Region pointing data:
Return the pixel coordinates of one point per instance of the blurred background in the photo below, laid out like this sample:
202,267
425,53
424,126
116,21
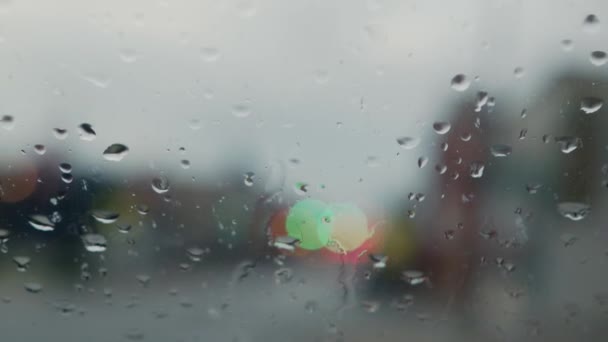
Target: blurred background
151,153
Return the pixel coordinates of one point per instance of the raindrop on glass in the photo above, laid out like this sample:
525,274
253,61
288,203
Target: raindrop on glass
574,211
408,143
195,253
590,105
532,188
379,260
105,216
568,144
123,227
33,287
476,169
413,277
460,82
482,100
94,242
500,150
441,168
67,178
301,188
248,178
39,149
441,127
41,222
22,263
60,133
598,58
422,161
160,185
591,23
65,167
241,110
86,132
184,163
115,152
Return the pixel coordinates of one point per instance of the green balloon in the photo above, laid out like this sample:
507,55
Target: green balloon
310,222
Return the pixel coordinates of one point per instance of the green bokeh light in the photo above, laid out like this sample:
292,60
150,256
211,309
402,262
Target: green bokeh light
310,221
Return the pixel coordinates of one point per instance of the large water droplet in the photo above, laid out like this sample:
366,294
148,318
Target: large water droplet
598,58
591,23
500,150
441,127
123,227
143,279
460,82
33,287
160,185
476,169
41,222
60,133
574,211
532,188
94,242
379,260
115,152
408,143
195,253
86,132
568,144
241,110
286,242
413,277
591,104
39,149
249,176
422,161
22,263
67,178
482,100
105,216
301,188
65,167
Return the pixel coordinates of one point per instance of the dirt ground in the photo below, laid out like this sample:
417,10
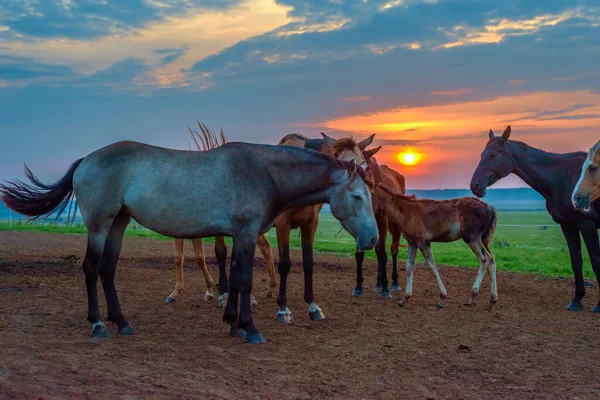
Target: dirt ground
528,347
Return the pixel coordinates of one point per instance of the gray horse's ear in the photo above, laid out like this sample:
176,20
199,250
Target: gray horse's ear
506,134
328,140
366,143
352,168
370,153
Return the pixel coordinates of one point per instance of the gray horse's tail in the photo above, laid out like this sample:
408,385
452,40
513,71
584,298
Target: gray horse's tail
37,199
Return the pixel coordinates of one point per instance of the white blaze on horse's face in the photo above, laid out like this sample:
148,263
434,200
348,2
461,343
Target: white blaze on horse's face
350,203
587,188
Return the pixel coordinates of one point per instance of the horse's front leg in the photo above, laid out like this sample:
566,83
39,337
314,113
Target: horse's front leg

▶ [The task]: List the lines of the entries that include "front".

▶ [Solution for this problem]:
Return the pixel coordinates of one point per instance of the horse's front leg in the photo above, laid out like this sample:
Target: horse's front leg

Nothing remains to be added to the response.